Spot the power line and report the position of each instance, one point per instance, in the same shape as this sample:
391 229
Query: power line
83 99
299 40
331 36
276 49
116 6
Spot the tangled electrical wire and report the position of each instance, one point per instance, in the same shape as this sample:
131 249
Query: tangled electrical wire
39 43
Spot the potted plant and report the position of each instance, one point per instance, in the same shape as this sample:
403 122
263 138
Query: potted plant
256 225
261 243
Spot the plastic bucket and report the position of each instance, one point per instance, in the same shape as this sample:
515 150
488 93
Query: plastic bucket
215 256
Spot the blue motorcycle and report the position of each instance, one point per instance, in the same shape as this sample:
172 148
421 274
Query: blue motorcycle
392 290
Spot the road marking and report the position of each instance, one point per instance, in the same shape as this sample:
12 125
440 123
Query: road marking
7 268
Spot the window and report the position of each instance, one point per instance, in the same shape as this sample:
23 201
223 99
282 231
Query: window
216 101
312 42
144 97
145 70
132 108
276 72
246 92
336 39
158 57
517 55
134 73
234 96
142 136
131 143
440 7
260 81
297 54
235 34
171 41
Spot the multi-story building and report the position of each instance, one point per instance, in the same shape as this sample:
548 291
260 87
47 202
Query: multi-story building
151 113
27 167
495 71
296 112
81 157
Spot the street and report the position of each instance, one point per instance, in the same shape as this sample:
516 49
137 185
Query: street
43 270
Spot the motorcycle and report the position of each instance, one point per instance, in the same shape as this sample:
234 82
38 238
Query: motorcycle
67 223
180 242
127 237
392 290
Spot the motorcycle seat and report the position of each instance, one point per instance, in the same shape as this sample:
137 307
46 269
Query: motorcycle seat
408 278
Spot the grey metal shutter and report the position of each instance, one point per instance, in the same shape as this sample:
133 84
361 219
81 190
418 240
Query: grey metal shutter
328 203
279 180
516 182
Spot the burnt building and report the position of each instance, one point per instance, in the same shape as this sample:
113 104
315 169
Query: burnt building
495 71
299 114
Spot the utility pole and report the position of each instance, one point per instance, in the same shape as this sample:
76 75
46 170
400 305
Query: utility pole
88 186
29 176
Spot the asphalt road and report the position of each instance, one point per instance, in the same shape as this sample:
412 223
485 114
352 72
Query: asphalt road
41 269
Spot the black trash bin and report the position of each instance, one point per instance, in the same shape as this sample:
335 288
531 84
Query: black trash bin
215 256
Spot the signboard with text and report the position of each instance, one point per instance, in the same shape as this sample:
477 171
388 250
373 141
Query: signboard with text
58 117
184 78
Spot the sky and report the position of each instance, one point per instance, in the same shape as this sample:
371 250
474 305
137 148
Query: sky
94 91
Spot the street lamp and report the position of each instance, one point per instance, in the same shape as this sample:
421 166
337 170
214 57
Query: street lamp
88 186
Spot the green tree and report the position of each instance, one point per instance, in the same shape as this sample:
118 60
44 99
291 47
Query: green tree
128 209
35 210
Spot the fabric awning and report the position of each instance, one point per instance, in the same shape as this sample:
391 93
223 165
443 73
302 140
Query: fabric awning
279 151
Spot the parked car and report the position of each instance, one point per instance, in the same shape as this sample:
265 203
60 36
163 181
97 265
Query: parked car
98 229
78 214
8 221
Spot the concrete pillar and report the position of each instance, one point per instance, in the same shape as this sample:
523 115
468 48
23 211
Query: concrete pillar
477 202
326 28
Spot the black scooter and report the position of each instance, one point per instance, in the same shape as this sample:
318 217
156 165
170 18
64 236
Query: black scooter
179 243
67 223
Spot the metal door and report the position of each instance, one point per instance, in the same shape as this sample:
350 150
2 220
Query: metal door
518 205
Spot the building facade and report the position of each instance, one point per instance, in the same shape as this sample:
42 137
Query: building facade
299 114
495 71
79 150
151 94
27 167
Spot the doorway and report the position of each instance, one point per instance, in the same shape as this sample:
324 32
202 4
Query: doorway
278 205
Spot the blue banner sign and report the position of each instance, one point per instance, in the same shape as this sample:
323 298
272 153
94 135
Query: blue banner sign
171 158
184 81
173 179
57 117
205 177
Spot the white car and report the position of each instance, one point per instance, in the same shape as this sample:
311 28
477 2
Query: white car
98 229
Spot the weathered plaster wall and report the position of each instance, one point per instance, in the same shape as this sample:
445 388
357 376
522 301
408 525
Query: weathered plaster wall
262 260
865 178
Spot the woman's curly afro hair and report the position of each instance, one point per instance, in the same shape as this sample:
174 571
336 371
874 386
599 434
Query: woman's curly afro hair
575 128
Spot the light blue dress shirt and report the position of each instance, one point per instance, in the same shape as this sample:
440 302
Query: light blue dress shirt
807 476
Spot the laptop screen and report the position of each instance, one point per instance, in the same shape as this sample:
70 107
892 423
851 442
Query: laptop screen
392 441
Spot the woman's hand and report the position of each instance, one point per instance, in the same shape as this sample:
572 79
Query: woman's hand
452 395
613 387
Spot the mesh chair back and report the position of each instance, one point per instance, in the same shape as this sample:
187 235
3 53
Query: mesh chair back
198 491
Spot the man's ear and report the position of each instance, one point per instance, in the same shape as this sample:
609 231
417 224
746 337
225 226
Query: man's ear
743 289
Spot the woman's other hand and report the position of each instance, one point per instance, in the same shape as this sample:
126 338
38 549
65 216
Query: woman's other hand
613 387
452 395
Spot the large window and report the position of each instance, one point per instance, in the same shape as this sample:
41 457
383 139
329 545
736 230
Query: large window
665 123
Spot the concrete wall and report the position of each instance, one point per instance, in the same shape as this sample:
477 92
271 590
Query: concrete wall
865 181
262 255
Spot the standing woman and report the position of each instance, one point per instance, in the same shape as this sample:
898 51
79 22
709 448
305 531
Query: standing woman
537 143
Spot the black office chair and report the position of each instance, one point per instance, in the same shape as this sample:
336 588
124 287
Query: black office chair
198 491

Try it: All of the records should be transcribed exactly, with nothing left out.

Response for this exercise:
Spot the power line and report the position of each instance, one point per instance, in the same shape as this sample:
391 229
Query: power line
83 99
299 40
331 36
276 49
116 6
Spot the tangled electrical wire and report the position of each instance, one point per instance, in the same shape as this sample:
131 249
Query: tangled electrical wire
39 43
Spot the potted plant and report the position of each instance, one point per instance, in the same shape as this sample:
403 122
263 138
Query: potted plant
256 225
261 243
Spot the plastic bucket and report the position of each instance, one point per instance, in the same shape as this sample:
515 150
488 93
Query: plastic bucket
215 256
Spot the blue motorcycle and report the position of each instance, one point per instance, in the same shape as this sample:
172 148
421 274
Query: blue motorcycle
392 290
Spot the road marking and report the position of each instance, one point per instance, in the same shape as this sample:
12 125
440 123
Query: road marking
7 268
Spot the window and report the position of each instance, one point per instance, in the same shape as this sample:
23 201
223 99
282 231
Query: window
216 101
312 42
144 97
145 70
132 108
276 72
246 92
336 39
158 57
517 55
134 73
234 96
142 136
131 143
440 7
260 81
297 54
235 34
171 41
Spot the multi-story building and report the position of each instance, one point per instance, in the same shape as this sample:
548 291
260 87
47 202
Query: multi-story building
151 113
27 167
495 71
296 112
81 157
Spot the street and report the position of each instance, one point per instance, in the same shape as this sample:
516 49
137 185
Query: street
43 270
Spot the motorcycle and report the position of each instance, one point per instance, in the same shape as this sample:
234 82
38 238
Query: motorcycle
67 223
180 242
127 237
392 290
Spot the motorcycle seat and report the position of each instance, one point per instance, in the same shape as this sample:
137 307
46 269
Query: motorcycle seat
408 278
Spot the grey metal shutter and report the position of each instance, one point per instance, in the same shape as this sample:
133 84
361 219
81 190
418 240
Query: grey metal shutter
328 203
279 180
516 182
Spot the burnt building and report the position of each instance, one point per instance, in the same shape as this sample:
113 104
315 169
Query: burnt building
495 71
299 114
Spot the utility pole and report the position of each instance, one point per instance, in the same shape as this sample:
76 75
46 170
400 305
Query: utility pole
88 186
29 176
Spot the asphalt road and report the position of each instance, one point per instance, in the same shape as this sample:
412 223
485 114
352 72
Query: asphalt road
41 269
Spot the black trash bin and report the position of each instance, one point per instance, in the same shape as this sample:
335 288
531 84
Query: black trash bin
215 256
Spot the signboard with text and report the position of each instance, one point per instance, in the same shape as this sample:
477 171
388 250
373 141
Query: signboard with text
58 117
184 78
Spot the sky and report the position of each instance, one point per instance, in the same shape as this sample:
371 250
474 305
137 148
Query: sky
94 91
Spot the street lamp and report the position of each instance, one point per instance, in the same shape as this sample:
421 166
337 170
214 57
Query: street lamp
88 186
Spot the green tree and report the position of each instance, one point per instance, in the same shape as this sample:
118 60
44 99
291 47
Query: green tree
128 209
35 210
Spot the fabric awning and report the position of each instance, one point per instance, in the same shape as this sample:
391 93
223 165
443 73
302 140
Query: fabric awning
279 151
Spot the parked car and report the position of each instance, one point per instance, in the same shape as this sample:
265 203
60 36
163 181
97 265
Query: parked car
98 229
78 214
8 221
Spot the concrete pillar and report the position of each instance, one point per instance, in the same shape as this sample:
523 115
468 48
23 211
Query: concrete pillar
477 202
326 28
Spot the black scooter and report the position of each instance, one point per instance, in the same shape as this sample:
318 217
156 165
170 18
64 236
Query: black scooter
179 243
67 223
Spot the metal door and report the position of each instance, one point per instance, in the same shape as this sample:
350 150
2 220
Query: metal door
518 205
Spot the building facade and report the position of each instance, one point per instance, in the same shape as this sample:
42 137
Query: building facade
299 114
495 71
79 150
151 94
27 167
Spot the doorway and report the position of each instance, one point per instance, in the same shape as this sample:
324 32
202 4
Query: doorway
278 205
Spot the blue banner sign and report the position of each instance, one point per instance, in the same shape as this sample:
323 298
272 153
94 135
Query: blue banner sign
171 158
184 81
173 179
57 117
205 177
Spot the white car and report the position of each instance, one point per instance, in the same shape as this sample:
311 28
477 2
Query: white car
98 229
Spot the weathered plaster wall and report the position of each instance, one point per instance, in the same shape as this sample:
445 388
357 376
522 301
408 525
Query: weathered plaster wall
262 260
865 178
Spot the woman's curly afro hair and report the position of each instance, one point per instance, in the same shape as this sample:
174 571
336 371
874 386
599 434
Query: woman's curly afro hair
575 128
Spot the light blue dress shirt and report the position of each instance, one point per instance, in the same shape as this sample:
440 302
Query: light blue dress shirt
807 476
Spot the laptop screen and report the position of each instance, one point per instance, in the same shape as this sample:
70 107
892 423
851 442
Query: laptop screen
392 441
Spot the woman's hand and report the position of each instance, one point per instance, in the same shape as this sample:
572 79
Query: woman's hand
452 395
613 387
Spot the mesh chair back and report the position of each instance, one point per instance, in the same shape as this sample:
187 235
3 53
Query: mesh chair back
198 491
Spot the man's ear and report the position of each instance, one point per instance, in the same shape as this sample:
609 231
417 224
746 337
225 226
Query: man's ear
743 289
Spot the woman's other hand and report the position of each instance, one point per instance, in the same shape as this sample:
126 338
38 549
65 216
Query: woman's other hand
613 387
452 395
Spot the large window and report the position of each instance, one point per instance, in the same shape as this sample:
41 457
383 139
329 545
736 230
Query: large window
665 123
Spot the concrete wall and report the position of each instance, one point per instance, in the same shape as this sample:
477 92
271 590
Query: concrete wall
865 181
262 255
Spot the standing woman and report the position of each instance, one point per instance, in the same shape as this sample:
898 51
79 22
709 448
305 531
Query: standing woman
537 143
Spot the black office chair and report the position of each instance, one point per instance, in the same shape as this sample:
336 588
124 287
Query: black office chair
198 491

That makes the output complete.